• ЦИТИРУЕМЫЙ ТЕКСТ:
· · · ·

Поэтому наука практически в начале войны не помогала, не занималась вопросами военными, кроме мелких вещей, которые можно было сделать сегодня. А вот когда война затянулась, то Гитлер, по-видимому, понял, что это зря. Он сделал крупную ошибку. И уже в сорок втором году, когда немцы тоже предложили заняться атомным оружием, по-видимому, по тем же причинам, по которым все занялись, потому что кончились в сорок первом году публикации всех работ по делению урана, то он к этому отнесся не с очень большим энтузиазмом, но все-таки поручил Герингу этим заняться. И тогда только стали привлекать физиков к этой проблеме. Поэтому физики существенной роли в развитии военной техники при Гитлере не сумели сыграть. Только в последние два года физики занялись усиленно вопросами урановой проблемы".

Позволим себе все же перебить рассказчика, напомнив о том, что урановый проект стартовал в Германии значительно раньше. Еще в апреле 1939 г. такие физики как Г.Йос и В.Ханле, а также П.Хартек и В.Грот обратились к властям с соответствующими инициативами. Первичное оформление организация работ получила накануне войны, а запрет на любые публикации, связанные с созданием атомных реакторов или бомб, последовал в Германии уже в сентябре 1939 г. Сам М.Арденне, снискав покровительство министра почт, убежденного им в реальности освоения атомной энергии с целью производства бомб и корабельных двигательных установок, добился в конце 1940 г. финансирования со стороны исследовательского департамента Министерства своих работ по созданию масс-сепараторов для получения урана-235. Однако дадим Исааку Константиновичу досказать историю посещения лаборатории М.Арденне пятью годами позже.
"Дальше он [Арденне] рассказал нам то, что мы уже знали из документов, когда ознакомились с закрытыми сейфами в Кайзер-институте. Нам было дано правительственное поручение пригласить Арденне как хорошего физика к нам, в Советский Союз. Он все-таки знал многих немецких физиков, знал, что немецкие физики делают. Что мы и сделали. Сказали, что Правительство приглашает. Он охотно согласился и, довольно быстро упаковав свое имущество, отправился с семейством в Советский Союз. Единственное, что он просил, чтобы его личный дом остался цел, чтобы он был под охраной. Это ему было обещано".

· · · ·

• ИСХОДНЫЕ ЗАПИСИ:

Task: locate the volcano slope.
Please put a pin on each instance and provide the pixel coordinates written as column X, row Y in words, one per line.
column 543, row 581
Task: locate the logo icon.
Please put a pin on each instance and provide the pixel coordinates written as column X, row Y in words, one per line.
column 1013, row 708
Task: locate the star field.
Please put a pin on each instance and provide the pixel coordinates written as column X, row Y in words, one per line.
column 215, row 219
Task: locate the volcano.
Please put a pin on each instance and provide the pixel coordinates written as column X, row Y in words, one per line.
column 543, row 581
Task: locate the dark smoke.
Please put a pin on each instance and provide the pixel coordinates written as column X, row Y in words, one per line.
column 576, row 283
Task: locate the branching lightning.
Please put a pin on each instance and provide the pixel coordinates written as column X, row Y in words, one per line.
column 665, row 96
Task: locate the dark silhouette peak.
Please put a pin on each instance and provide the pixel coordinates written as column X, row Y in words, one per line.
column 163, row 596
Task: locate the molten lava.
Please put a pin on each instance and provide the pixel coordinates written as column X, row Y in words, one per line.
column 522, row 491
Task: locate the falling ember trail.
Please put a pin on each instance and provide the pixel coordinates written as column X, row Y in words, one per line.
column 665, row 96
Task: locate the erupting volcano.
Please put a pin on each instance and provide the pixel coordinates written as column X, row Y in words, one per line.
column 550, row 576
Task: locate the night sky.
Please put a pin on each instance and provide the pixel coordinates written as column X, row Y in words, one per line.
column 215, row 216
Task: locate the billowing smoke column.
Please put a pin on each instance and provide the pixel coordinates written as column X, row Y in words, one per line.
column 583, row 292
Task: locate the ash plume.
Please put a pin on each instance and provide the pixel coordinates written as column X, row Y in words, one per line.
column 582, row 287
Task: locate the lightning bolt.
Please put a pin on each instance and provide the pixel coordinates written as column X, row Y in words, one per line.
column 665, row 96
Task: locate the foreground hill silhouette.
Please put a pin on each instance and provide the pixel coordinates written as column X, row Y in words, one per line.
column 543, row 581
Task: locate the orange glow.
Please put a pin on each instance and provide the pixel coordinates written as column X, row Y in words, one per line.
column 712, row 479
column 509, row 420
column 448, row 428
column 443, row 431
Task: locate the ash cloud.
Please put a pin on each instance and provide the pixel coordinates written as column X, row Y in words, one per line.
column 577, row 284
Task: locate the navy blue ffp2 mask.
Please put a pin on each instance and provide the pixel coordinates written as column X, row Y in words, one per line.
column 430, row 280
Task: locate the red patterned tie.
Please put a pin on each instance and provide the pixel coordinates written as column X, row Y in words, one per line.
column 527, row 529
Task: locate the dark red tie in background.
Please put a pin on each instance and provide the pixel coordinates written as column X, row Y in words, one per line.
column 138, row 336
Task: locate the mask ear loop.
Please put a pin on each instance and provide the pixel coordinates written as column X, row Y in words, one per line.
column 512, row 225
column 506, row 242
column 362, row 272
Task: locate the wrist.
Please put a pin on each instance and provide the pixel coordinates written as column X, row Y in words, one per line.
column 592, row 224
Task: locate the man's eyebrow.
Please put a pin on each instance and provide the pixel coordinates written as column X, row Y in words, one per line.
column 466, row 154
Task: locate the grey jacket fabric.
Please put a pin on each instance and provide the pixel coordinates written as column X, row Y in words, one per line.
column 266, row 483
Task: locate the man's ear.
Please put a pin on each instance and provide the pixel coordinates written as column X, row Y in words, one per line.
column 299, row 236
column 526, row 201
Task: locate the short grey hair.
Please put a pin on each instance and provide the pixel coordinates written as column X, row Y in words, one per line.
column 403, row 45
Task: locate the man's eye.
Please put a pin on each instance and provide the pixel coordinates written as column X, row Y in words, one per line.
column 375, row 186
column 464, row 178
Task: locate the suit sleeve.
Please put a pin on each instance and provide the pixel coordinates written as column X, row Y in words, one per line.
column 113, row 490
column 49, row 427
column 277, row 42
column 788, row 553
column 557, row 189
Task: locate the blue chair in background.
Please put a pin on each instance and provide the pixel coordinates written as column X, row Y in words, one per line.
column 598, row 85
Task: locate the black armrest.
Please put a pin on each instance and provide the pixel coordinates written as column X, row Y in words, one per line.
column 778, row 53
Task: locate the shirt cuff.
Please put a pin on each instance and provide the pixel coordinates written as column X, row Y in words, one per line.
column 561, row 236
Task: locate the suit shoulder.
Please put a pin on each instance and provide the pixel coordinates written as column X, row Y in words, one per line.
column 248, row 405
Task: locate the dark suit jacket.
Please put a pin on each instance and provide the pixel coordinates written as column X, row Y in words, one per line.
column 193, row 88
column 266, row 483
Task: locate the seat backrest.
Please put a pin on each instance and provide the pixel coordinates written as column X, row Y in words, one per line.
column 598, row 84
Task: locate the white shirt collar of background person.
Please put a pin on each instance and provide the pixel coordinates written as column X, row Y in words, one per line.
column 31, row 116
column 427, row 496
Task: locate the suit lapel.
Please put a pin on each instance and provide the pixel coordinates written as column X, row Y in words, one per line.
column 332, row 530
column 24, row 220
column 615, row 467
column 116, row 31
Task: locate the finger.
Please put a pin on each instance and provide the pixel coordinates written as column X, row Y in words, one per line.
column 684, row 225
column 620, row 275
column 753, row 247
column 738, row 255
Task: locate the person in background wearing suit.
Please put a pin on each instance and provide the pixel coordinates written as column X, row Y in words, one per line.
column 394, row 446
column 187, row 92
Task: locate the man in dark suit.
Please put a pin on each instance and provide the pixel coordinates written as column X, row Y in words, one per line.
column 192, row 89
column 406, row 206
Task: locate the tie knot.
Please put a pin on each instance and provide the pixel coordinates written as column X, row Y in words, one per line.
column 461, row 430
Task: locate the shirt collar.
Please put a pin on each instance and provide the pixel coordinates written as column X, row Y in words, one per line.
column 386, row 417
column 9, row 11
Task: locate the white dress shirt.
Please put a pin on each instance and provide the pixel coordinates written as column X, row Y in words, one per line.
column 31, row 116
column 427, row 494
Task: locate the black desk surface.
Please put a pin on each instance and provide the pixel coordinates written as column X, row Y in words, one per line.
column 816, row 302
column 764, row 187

· · · ·

• ЗАДАЧИ:
a – Поменяйте в цитируемом тексте о немецком урановом проекте «инициативами» на «предложениями». Перепишите отрывок от «Позволим себе все» до «пятью годами позже.» включительно.
b – Допишите продолжение цитируемого текста о немецком урановом проекте и переезде Арденне в Советский Союз, начиная сразу после его последней фразы.

• ОТВЕТЫ НА ЗАДАНИЯ:
a –
Позволим себе все же перебить рассказчика, напомнив о том, что урановый проект стартовал в Германии значительно раньше. Еще в апреле 1939 г. такие физики как Г.Йос и В.Ханле, а также П.Хартек и В.Грот обратились к властям с соответствующими предложениями. Первичное оформление организация работ получила накануне войны, а запрет на любые публикации, связанные с созданием атомных реакторов или бомб, последовал в Германии уже в сентябре 1939 г. Сам М.Арденне, снискав покровительство министра почт, убежденного им в реальности освоения атомной энергии с целью производства бомб и корабельных двигательных установок, добился в конце 1940 г. финансирования со стороны исследовательского департамента Министерства своих работ по созданию масс-сепараторов для получения урана-235. Однако дадим Исааку Константиновичу досказать историю посещения лаборатории М.Арденне пятью годами позже.

b –
Где-то здесь занимающее нас повествование, вероятно, близилось бы к концу. В самом деле, миссию Кикоина и Харитона в Германии можно было считать к тому времени завершенной. И даже успешно. Но оставались какие-то сомнения, личная неудовлетворенность результатами командировки, обусловленные успокаивающей, но все-таки неожиданной скромностью итогов немецкого уранового проекта. Уранового... Вот тут-то и подоспела одна гипотеза или просто догадка, имевшая самые неожиданные последствия.
"Мы решили с Кикоиным, - вспоминает Харитон, - что надо заняться другим делом. Поскольку немцы заняли практически всю Европу, они находились также и в Бельгии. Как всем хорошо известно, в Бельгийской колонии в Африке - Конго - крупные залежи урана, и поэтому очень вероятно, что какое-то количество урана немцы захватили в Бельгии и надо поискать, где же этот уран находится. Ну, вот мы и начали работать... О необходимости поисков урана мы сообщили Завенягину, он горячо поддержал это. Выделил в наше распоряжение машину с водителем, чтобы мы могли свободно по Германии ездить".
"Хотя наша разведка и уверяла нас, что уран эвакуирован, мы все же не теряли надежды его обнаружить, - вновь продолжает Кикоин. - Как-то в воскресный день, совершая экскурсию по окрестностям Берлина, мы попали в Grunau. Там мы обнаружили небольшой полуразрушенный завод и зашли на его территорию. Нашли главного инженера этого завода и спросили, чем занимался этот завод. Оказалось, что до войны там делали краски, а во время войны - противогазы. Он провел нас мимо разрушенных цехов, и потом мы расстались, решив вернуться в Берлин.

Но на обратном пути мы заблудились и встретили на территории завода девушку, которая взялась вывести нас к машинам. В разговоре с ней выяснилось, что она работает в бухгалтерии завода. Она перечислила все цеха. Мы спросили: «Это все?» На что она ответила: «Есть еще здание, но оно всегда было закрыто, и что делалось в нем, я не знаю». Об этом здании главный инженер нам почему-то ничего не сказал. Мы попросили ее проводить нас туда.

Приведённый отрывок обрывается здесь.